• [Prompt]: Check every line below for the word "place" and give only the number of lines where it appears.

/---

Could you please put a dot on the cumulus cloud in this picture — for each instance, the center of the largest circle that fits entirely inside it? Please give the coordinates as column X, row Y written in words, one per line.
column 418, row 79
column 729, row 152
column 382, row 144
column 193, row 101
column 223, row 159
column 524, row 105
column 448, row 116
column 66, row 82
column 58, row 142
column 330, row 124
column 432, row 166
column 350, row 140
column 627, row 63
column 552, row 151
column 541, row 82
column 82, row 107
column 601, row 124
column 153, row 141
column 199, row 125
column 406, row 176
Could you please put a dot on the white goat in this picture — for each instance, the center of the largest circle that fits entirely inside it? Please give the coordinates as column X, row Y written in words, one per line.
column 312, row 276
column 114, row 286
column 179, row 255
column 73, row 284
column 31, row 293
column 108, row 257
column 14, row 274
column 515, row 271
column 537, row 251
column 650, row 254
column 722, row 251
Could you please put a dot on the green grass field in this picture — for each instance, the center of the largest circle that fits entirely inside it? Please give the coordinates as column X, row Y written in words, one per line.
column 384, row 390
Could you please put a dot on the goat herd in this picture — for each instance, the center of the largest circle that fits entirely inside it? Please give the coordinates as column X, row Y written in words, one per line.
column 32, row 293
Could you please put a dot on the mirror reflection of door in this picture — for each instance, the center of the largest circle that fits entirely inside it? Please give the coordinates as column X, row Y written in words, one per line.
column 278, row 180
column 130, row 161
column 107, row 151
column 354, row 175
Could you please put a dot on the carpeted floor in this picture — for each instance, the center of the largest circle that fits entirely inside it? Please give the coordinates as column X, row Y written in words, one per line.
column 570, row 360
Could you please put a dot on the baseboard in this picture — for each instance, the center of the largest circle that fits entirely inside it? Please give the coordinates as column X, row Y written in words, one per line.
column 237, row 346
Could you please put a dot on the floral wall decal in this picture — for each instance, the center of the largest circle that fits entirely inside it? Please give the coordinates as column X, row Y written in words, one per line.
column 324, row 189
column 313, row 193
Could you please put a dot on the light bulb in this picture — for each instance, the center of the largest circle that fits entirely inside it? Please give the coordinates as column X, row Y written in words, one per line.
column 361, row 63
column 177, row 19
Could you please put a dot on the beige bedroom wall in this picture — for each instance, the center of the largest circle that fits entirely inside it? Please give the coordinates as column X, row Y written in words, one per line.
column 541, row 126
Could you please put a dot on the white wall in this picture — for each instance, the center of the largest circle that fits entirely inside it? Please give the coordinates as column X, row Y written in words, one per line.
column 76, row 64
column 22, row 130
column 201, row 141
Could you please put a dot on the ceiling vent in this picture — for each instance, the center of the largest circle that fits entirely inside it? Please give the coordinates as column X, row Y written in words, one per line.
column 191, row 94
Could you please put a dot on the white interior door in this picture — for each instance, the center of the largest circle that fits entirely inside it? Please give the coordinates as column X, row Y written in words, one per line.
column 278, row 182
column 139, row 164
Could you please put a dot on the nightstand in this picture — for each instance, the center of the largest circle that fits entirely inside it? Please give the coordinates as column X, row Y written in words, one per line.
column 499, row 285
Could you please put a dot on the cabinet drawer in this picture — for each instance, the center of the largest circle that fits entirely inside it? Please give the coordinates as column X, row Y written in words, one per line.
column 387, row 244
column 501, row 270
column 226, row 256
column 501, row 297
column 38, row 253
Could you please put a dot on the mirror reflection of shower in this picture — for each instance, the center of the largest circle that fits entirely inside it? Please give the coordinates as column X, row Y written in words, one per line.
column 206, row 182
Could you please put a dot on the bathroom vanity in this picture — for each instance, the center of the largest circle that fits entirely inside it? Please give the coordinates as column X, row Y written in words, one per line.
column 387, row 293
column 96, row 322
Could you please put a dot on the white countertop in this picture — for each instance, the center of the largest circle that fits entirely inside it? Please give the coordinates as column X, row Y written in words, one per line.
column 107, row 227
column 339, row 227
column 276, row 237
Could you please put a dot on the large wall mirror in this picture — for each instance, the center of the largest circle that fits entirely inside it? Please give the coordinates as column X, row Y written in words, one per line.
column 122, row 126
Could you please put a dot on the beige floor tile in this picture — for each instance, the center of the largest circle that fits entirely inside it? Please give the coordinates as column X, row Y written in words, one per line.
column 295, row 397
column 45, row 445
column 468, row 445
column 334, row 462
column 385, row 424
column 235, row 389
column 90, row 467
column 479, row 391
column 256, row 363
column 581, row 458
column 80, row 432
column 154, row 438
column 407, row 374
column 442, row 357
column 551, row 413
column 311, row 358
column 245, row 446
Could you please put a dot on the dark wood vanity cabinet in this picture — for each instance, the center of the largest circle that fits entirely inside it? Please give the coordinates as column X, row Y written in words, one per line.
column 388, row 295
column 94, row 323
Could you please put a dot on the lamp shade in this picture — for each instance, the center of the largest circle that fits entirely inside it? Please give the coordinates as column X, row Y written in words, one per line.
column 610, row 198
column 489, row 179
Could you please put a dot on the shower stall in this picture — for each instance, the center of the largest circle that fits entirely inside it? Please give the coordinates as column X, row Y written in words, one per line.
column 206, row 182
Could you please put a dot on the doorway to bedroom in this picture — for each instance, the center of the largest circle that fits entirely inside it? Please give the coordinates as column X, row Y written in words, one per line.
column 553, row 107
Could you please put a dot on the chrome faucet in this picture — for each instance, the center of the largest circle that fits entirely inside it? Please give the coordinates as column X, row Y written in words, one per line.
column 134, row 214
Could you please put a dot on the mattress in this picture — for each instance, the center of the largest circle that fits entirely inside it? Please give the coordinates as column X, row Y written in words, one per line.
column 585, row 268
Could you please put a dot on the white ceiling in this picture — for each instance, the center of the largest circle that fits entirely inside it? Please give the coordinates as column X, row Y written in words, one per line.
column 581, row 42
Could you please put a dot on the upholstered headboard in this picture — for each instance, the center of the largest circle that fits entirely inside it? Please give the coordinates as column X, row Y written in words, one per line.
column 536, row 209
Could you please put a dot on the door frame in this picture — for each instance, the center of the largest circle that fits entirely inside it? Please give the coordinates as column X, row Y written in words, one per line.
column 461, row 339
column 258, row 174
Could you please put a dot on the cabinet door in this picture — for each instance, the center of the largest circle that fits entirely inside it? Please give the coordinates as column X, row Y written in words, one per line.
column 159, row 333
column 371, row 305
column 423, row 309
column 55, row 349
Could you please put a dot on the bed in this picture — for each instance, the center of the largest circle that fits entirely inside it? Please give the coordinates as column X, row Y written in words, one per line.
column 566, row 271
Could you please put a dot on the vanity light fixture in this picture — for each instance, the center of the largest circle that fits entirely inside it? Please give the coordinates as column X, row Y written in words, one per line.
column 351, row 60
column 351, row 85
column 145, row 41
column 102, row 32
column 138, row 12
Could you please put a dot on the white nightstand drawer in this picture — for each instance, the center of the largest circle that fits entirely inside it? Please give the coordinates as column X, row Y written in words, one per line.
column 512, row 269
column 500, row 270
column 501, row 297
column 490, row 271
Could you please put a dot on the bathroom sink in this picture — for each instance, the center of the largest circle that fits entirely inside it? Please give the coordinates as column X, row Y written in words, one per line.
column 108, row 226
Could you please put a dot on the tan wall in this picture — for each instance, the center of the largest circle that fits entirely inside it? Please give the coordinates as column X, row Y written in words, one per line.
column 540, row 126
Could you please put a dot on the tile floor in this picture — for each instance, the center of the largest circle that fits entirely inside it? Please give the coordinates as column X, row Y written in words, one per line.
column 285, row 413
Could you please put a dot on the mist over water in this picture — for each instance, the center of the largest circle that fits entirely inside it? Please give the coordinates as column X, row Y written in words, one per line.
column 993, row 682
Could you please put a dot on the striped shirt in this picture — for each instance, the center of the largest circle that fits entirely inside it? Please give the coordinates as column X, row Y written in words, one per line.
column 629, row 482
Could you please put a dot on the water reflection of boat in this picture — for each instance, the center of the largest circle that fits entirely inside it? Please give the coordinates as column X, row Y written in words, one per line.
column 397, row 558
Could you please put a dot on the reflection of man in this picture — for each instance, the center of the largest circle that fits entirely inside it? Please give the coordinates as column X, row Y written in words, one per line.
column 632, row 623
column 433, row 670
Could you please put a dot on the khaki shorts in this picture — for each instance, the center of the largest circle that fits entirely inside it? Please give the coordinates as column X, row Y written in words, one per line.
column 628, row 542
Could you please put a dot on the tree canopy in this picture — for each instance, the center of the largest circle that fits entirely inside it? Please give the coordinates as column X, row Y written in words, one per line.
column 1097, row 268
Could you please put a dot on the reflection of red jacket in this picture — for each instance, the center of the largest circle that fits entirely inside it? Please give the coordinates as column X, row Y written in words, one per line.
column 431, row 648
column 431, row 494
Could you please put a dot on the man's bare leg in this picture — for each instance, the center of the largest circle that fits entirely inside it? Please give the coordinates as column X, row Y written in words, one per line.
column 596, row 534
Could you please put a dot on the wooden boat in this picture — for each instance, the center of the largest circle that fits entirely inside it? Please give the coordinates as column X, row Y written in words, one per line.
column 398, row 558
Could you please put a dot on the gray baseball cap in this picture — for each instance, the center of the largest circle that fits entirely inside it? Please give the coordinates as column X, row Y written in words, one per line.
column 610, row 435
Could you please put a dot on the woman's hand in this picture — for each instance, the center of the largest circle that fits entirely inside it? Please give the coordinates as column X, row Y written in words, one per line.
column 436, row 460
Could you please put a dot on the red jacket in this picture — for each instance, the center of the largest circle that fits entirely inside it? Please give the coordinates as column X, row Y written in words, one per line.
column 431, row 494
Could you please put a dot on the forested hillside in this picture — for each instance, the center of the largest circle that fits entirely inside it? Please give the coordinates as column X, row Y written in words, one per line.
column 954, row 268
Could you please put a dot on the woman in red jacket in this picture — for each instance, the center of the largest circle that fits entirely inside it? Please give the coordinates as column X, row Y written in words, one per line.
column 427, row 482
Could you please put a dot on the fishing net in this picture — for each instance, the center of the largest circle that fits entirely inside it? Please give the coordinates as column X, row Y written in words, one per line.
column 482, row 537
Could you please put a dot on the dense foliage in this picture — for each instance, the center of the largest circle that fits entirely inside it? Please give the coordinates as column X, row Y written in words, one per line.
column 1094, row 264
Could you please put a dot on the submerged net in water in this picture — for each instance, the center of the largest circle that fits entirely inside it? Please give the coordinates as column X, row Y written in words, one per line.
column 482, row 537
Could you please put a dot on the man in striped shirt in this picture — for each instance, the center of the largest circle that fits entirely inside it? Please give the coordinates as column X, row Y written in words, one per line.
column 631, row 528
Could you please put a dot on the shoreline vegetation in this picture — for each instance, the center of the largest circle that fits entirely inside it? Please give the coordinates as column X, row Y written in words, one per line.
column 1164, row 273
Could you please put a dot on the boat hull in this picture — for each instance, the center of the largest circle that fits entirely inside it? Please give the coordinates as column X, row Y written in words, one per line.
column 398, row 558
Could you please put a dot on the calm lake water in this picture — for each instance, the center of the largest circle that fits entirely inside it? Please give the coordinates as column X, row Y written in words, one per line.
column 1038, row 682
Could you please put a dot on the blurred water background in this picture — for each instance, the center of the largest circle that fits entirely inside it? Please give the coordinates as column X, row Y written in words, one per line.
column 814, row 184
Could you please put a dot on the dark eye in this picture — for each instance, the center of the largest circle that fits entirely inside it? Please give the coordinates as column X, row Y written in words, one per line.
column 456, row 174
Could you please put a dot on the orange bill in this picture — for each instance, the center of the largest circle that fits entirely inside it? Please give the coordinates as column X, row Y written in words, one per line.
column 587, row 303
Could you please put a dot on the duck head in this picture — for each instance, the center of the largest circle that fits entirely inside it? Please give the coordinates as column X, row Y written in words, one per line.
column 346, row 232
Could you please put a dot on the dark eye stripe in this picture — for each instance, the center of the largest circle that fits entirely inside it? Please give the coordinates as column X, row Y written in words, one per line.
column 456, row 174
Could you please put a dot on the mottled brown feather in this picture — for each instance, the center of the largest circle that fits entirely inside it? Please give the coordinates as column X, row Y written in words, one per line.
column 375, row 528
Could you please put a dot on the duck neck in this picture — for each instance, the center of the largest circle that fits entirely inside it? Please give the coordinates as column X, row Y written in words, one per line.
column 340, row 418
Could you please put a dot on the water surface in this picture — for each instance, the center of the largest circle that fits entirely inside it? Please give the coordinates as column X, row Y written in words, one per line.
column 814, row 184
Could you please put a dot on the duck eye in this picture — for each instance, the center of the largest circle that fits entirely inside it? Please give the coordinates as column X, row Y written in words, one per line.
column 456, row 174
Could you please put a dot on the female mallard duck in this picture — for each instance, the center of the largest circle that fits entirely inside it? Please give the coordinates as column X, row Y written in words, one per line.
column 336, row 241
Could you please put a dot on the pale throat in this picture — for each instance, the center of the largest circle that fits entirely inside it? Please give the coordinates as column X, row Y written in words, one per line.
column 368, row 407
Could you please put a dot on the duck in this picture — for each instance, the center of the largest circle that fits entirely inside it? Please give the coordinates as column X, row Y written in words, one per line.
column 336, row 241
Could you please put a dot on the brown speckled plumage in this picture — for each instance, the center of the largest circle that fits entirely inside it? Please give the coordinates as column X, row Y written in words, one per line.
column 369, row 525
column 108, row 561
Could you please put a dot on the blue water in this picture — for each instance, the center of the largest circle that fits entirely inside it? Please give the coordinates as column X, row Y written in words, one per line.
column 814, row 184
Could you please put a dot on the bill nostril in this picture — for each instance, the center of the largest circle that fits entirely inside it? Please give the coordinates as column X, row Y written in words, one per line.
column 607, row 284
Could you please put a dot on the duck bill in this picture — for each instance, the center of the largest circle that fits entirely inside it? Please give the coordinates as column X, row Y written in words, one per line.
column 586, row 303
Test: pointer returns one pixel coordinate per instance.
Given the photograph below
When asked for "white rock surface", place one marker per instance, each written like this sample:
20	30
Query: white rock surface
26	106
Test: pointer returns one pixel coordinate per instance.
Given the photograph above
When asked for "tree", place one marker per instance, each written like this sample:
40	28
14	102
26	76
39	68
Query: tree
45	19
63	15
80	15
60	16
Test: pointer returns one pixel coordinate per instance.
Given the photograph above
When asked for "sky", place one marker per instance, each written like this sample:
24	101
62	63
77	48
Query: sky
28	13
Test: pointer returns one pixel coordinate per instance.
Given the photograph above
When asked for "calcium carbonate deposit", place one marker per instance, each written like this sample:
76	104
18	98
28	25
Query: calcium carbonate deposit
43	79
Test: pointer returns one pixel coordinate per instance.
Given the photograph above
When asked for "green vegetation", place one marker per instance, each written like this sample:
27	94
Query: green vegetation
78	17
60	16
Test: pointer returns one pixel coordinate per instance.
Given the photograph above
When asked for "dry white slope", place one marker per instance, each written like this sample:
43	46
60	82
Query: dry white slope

\---

• [Your solution]: 6